▸ **Aufgaben**
• A. Wie viele Regierungen sind laut dem Auszug über die Weltwirtschaft am „Patienten Weltwirtschaft“ beteiligt, und wie viele davon gelten als wichtig?
• B. Zitieren Sie aus dem Auszug über die Weltwirtschaft die Passage von „Ich lese Ihnen“ bis einschließlich „Griechenland hier vorkommt.“.

Ich lese Ihnen mal ein paar schöne Sätze vor: „Jede Milliarde, die den Italienern geliehen wird, bedeutet Anspruch auf reale Güter. Jede Milliarde, die den Franzosen oder Engländern zugeschoben wird auf dem Wege der Neugestaltung des europäischen Haushalts, sind Entscheidungen über reale Güter“ – das alles steht jetzt wieder an. Das heißt, da mahnt einer zur Vorsicht, ohne dass Griechenland hier vorkommt.

Wie viel und wie schnell muss die EZB das Geld wieder einsammeln, das sie jetzt in den Markt gegeben hat?Richtig ist, dass zumindest ein Teil eingesammelt werden muss. Wie schnell? Da zögere ich, eine Theorie zu verkünden. Am Patienten Weltwirtschaft sind an die 200 Regierungen beteiligt, davon sind 40 wichtig. Und alle reagieren etwas anders. Sie haben die gegenwärtige Art von Krankheit noch nie erlebt. Also werden sie vorsichtig sein und nicht gleich ein Bein abschneiden. Sie werden schmerzstillende Mittel geben, Beruhigungspillen. Aber sie werden auf Sicht behandeln. Ein schnelles Zurückfahren der Verschuldung für die ganze Welt hat noch niemand je probiert. Die Risiken sind gar nicht übersehbar. Da würde ich vorsichtig sein – die nächsten drei Jahre.

Das Problem keynesianischer Konjunkturpolitik ist, dass die Regierung im Aufschwung die Ausgaben wieder zurückfahren müsste. Ist das in einer Demokratie überhaupt möglich, wenn man in der Rezession nicht sparen darf und im Aufschwung nicht sparen will, um wiedergewählt zu werden?Was Sie beschreiben, ist leider von der Wahrheit nicht sehr weit entfernt. Dass die Demokratie niemals langfristig handelt, sondern meistens maximal bis zum Ende der laufenden Wahlperiode, ist leider wahr. Demokratie hat 1000 Fehler. Einer davon ist, dass die Mehrheit recht bekommt, auch wenn sie unrecht hat. Ein anderer Fehler ist, dass Politiker nur gewählt werden, wenn sie sich dem Publikum angenehm machen.

(Einträge des Datensatzes)
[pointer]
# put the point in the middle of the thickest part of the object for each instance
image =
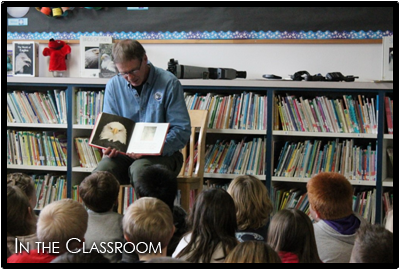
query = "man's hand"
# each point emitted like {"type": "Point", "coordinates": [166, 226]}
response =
{"type": "Point", "coordinates": [110, 152]}
{"type": "Point", "coordinates": [134, 156]}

▸ **Lösungen**
• A. An die 200 Regierungen, davon sind 40 wichtig.

• B.
Ich lese Ihnen mal ein paar schöne Sätze vor: „Jede Milliarde, die den Italienern geliehen wird, bedeutet Anspruch auf reale Güter. Jede Milliarde, die den Franzosen oder Engländern zugeschoben wird auf dem Wege der Neugestaltung des europäischen Haushalts, sind Entscheidungen über reale Güter“ – das alles steht jetzt wieder an. Das heißt, da mahnt einer zur Vorsicht, ohne dass Griechenland hier vorkommt.